==== Text to read ====

U.S. Federal Reserve Beige Book: Boston District (Text)

The following is the text of the Federal Reserve Board’s First District -- Boston.

Business activity in the First District continues to expand gradually. Contacts in manufacturing, software and IT services, staffing, and commercial real estate seem more upbeat than six or 12 weeks ago, while retailers continue to give mixed reports, and residential real estate markets remain soft. Labor demand is improving somewhat, with most contacted sectors undertaking modest net hiring. Some firms report raising prices or wages and complain of selected increases in non-labor costs, but most say they are holding their prices and wages stable. The outlook for 2011 is slightly more optimistic than last time, with somewhat less reference to downside possibilities.

==== Record extracts ====

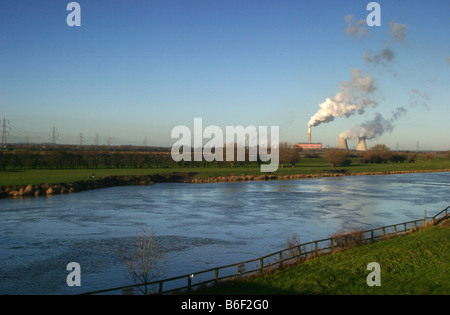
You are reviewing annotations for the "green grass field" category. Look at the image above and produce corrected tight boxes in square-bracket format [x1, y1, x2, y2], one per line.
[0, 157, 450, 186]
[189, 226, 450, 295]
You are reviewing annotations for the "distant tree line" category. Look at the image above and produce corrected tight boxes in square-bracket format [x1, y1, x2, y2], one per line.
[0, 148, 284, 170]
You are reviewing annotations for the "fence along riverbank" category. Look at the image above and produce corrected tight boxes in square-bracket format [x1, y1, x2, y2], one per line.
[83, 206, 450, 295]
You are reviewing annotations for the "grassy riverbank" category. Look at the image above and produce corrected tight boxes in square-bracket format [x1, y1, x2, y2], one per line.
[0, 157, 450, 187]
[190, 226, 450, 295]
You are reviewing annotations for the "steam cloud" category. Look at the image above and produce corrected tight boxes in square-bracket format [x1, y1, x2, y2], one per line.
[339, 107, 407, 140]
[308, 69, 378, 126]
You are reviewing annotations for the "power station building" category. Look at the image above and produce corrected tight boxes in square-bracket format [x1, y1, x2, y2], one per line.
[294, 126, 322, 151]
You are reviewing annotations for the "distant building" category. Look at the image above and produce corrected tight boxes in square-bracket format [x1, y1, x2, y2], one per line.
[294, 142, 322, 151]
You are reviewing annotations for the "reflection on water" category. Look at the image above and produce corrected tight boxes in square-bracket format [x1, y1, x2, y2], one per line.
[0, 173, 450, 294]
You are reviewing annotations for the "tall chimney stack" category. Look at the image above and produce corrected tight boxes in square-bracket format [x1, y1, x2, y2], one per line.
[356, 137, 367, 151]
[338, 137, 348, 150]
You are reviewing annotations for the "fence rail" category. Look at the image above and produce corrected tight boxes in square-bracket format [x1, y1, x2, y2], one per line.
[83, 206, 450, 295]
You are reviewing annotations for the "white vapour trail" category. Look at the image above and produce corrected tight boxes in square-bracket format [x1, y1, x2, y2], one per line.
[308, 69, 378, 126]
[339, 107, 407, 140]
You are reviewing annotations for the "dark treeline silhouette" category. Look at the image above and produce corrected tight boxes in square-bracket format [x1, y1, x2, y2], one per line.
[0, 149, 268, 170]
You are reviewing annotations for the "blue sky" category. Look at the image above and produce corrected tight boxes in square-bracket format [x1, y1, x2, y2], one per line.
[0, 0, 450, 150]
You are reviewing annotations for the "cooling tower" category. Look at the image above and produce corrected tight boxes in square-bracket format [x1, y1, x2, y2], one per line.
[356, 137, 367, 151]
[338, 137, 348, 150]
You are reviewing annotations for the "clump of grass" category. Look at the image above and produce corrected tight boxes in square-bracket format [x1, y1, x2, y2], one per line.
[331, 230, 366, 250]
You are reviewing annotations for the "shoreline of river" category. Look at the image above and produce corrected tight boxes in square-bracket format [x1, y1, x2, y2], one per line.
[0, 169, 450, 199]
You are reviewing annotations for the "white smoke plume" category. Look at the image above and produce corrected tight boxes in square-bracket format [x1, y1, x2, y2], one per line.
[339, 107, 407, 140]
[308, 69, 378, 126]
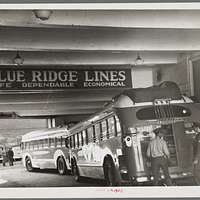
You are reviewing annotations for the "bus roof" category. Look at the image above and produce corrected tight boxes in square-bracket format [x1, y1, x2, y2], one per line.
[22, 128, 68, 142]
[114, 81, 182, 103]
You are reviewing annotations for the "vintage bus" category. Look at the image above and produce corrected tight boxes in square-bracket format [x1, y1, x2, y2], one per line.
[21, 128, 70, 175]
[67, 82, 200, 186]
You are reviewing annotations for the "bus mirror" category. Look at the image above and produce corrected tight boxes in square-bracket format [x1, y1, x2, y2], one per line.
[124, 136, 132, 147]
[65, 138, 69, 148]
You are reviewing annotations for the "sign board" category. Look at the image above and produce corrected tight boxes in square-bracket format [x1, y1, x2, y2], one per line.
[0, 67, 132, 90]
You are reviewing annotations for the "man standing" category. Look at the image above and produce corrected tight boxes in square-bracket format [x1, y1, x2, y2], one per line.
[8, 148, 14, 166]
[147, 128, 173, 186]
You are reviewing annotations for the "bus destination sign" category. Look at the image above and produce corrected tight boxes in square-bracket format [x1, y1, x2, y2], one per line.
[0, 68, 132, 90]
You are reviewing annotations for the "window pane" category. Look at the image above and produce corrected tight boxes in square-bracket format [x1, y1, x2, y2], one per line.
[101, 120, 107, 139]
[115, 116, 121, 133]
[77, 133, 80, 147]
[94, 123, 101, 139]
[87, 126, 93, 143]
[82, 130, 88, 145]
[108, 117, 115, 136]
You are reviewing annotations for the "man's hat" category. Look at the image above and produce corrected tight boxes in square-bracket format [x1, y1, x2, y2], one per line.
[153, 128, 168, 135]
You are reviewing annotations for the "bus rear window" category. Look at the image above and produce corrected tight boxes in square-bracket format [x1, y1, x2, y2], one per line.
[136, 105, 191, 120]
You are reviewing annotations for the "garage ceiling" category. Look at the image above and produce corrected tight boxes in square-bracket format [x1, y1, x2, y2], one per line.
[0, 9, 200, 118]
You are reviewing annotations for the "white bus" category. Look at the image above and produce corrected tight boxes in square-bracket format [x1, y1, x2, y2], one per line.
[21, 128, 70, 175]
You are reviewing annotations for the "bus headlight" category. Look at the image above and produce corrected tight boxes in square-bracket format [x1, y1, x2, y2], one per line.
[136, 177, 148, 182]
[124, 136, 132, 147]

====

List of tasks »
1. Please output the passage from the Boston District Beige Book report above the data, starting with "Business activity in" and going on through "to downside possibilities.".
2. Go on with the Boston District Beige Book report from the point where it stops.

Replies »
1.
Business activity in the First District continues to expand gradually. Contacts in manufacturing, software and IT services, staffing, and commercial real estate seem more upbeat than six or 12 weeks ago, while retailers continue to give mixed reports, and residential real estate markets remain soft. Labor demand is improving somewhat, with most contacted sectors undertaking modest net hiring. Some firms report raising prices or wages and complain of selected increases in non-labor costs, but most say they are holding their prices and wages stable. The outlook for 2011 is slightly more optimistic than last time, with somewhat less reference to downside possibilities.

2.
Retail and Tourism

First District retailers report mixed sales results for the fall months. Year- over-year same-store sales range from decreases in the low single digits to increases in the low single digits, with several contacts reporting flat sales. The majority of contacted retailers expect a highly promotional holiday shopping season yielding modest sales increases. Inventory levels are mixed, but generally in line with expectations. One respondent notes that cost pressure from reduced ocean freight capacity has abated, while another reports increasing price pressure from rising fuel costs. Headcounts continue to increase; these increases primarily reflect new store openings, although some firms are staffing up for the holidays. One respondent cites increased wage pressures. Retailers note significant cost increases for commodities, particularly cotton, liquid sugars, and nuts. Outlooks range from cautious to cautiously optimistic, with most contacts making less mention of downside risks than in earlier conversations.

Travel and tourism in the Boston area is strong. One contact attributes the trend to generous travel incentives and perceived value. Leisure travelers are reported to be taking more frequent short vacations rather than fewer long trips. The tourism outlook is seen as positive as long as the promotions continue.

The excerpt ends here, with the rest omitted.